Text provided
William Ulrich, TSG, Inc. and BAA, Inc. Whynde Kuehn, S2E Transformation Inc. and BAA, Inc.

Business Architecture: Dispelling Twelve Common Myths

Business Architecture: An Evolving Discipline

Business architecture is a maturing discipline and drawing significant interest from a variety of organizations worldwide. It serves as a bridge between strategy and execution, making activities such as business transformation, enterprise planning, portfolio management, and mergers and acquisitions more strategic and effective.

Yet business architecture is often misperceived as to its uses, origins, and value proposition. While business architecture has matured as a discipline over the past few years, the myths surrounding it have grown as well. Confusion remains as past misconceptions linger due, in part, to organizations that perpetuate confusion by promoting outdated, non-standard approaches on well-meaning business architecture teams. These misperceptions stand as the greatest barrier to adoption, preventing businesses from getting business architecture efforts off the ground, undercutting sponsorship and business engagement, and slowing the maturation of the discipline.

Business architecture is not a buzzword or a quick fix solution for a broken process, a computer system, or a single project or business unit. It is a holistic discipline that is most effective when applied across business units, practices, disciplines, and stakeholders.

This paper provides a brief introduction to business architecture, describes and dispels twelve commonly held misconceptions or myths, and gives a glimpse of the future.

The tasks
1. In the business architecture text, what do the misperceptions about the discipline stand as?
2. Translate this sentence from the business architecture text into Spanish: "It serves as a bridge between strategy and execution, making activities such as business transformation, enterprise planning, portfolio management, and mergers and acquisitions more strategic and effective."
3. Continue the business architecture text from its final sentence.

Data block
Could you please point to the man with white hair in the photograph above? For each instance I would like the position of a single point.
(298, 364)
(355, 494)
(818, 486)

Answers below
1. They stand as the greatest barrier to adoption.

2. Sirve como puente entre la estrategia y la ejecución, lo que hace que actividades como la transformación empresarial, la planificación empresarial, la gestión de carteras y las fusiones y adquisiciones sean más estratégicas y eficaces.

3.
An Introduction to Business Architecture

Prior to dispelling the twelve myths, it is helpful to provide a brief overview of business architecture, including discussing what it is, what it is used for, who uses it, where it comes from, and why now is the time to consider the discipline.

Business Architecture: What Is It?

Business architecture is a holistic perspective of what a business does, how it delivers stakeholder value, how it communicates, and how it is organized. In other words, business architecture is an abstraction of a business, using standardized views, that improves the outcomes of a wide range of planning and execution initiatives. These standardized views include the following core "domain" categories.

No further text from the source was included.